_Description of the task_. Write out the entries below once more, exactly.

_Data in this exercise_.
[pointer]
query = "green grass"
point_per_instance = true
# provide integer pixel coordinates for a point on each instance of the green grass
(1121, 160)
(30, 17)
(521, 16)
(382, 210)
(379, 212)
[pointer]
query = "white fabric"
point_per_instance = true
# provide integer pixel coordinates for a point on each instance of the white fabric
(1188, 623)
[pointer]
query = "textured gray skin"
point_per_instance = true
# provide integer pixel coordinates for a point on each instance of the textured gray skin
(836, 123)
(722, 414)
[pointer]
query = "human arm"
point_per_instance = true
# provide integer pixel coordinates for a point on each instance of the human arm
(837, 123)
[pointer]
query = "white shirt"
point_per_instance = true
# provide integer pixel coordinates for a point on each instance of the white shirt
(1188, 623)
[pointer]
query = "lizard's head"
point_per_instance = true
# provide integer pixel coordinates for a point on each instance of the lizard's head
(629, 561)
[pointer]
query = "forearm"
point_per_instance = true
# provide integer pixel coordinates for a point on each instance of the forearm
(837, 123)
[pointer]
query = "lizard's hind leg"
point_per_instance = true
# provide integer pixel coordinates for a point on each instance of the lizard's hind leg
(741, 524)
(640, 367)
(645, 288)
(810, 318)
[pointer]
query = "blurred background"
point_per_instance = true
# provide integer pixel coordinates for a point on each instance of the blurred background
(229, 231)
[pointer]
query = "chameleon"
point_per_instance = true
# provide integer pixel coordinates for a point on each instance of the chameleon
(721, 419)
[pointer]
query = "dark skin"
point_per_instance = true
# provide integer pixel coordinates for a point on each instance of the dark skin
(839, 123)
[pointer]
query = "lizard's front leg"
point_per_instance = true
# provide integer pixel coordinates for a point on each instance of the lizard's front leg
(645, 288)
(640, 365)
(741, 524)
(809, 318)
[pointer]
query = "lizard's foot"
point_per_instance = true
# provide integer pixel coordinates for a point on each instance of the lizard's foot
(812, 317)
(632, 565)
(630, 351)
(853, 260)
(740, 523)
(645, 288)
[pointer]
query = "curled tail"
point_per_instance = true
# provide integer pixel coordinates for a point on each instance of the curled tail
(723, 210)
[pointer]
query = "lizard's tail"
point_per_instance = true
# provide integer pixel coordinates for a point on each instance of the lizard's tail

_Solution for this exercise_.
[pointer]
query = "green grass"
point_per_instance = true
# provide integer pixel coordinates for a point on each instance of the green grass
(1121, 160)
(30, 17)
(521, 16)
(382, 210)
(379, 212)
[pointer]
query = "white fabric"
point_per_instance = true
# provide integer pixel coordinates for a point on each instance of the white fabric
(1188, 623)
[pointer]
query = "textured gray skin"
point_per_instance = true
# provide integer pixel coordinates for a point on each instance of the textured gray skin
(836, 123)
(722, 414)
[pointer]
query = "human arm"
point_per_instance = true
# provide integer pixel coordinates for a point on each instance of the human arm
(837, 123)
[pointer]
query = "white shirt"
point_per_instance = true
# provide integer pixel coordinates for a point on each instance of the white shirt
(1188, 623)
[pointer]
query = "lizard's head"
point_per_instance = true
# provide integer pixel coordinates for a point on each instance of the lizard's head
(629, 561)
[pointer]
query = "forearm"
point_per_instance = true
# provide integer pixel coordinates for a point on each instance of the forearm
(837, 123)
[pointer]
query = "lizard's hind leg"
point_per_instance = true
# provide integer pixel coordinates for a point on each instance of the lizard's hind leg
(741, 524)
(640, 367)
(645, 288)
(810, 318)
[pointer]
query = "blurred background"
point_per_instance = true
# provide integer pixel coordinates for a point on each instance of the blurred background
(229, 231)
[pointer]
query = "chameleon"
point_per_instance = true
# provide integer pixel coordinates for a point on each instance of the chameleon
(721, 419)
[pointer]
query = "dark skin"
point_per_instance = true
# provide integer pixel coordinates for a point on each instance of the dark skin
(839, 123)
[pointer]
query = "lizard's front leg"
point_per_instance = true
# provide integer pixel coordinates for a point on each instance of the lizard's front leg
(645, 288)
(640, 365)
(741, 524)
(809, 318)
[pointer]
query = "lizard's foot"
point_per_instance = true
# provide integer pixel coordinates for a point on each instance of the lizard's foot
(812, 317)
(632, 565)
(630, 351)
(853, 260)
(740, 523)
(645, 288)
[pointer]
query = "curled tail"
point_per_instance = true
# provide integer pixel coordinates for a point on each instance of the curled tail
(723, 210)
[pointer]
query = "lizard's tail"
point_per_instance = true
# provide integer pixel coordinates for a point on each instance of the lizard's tail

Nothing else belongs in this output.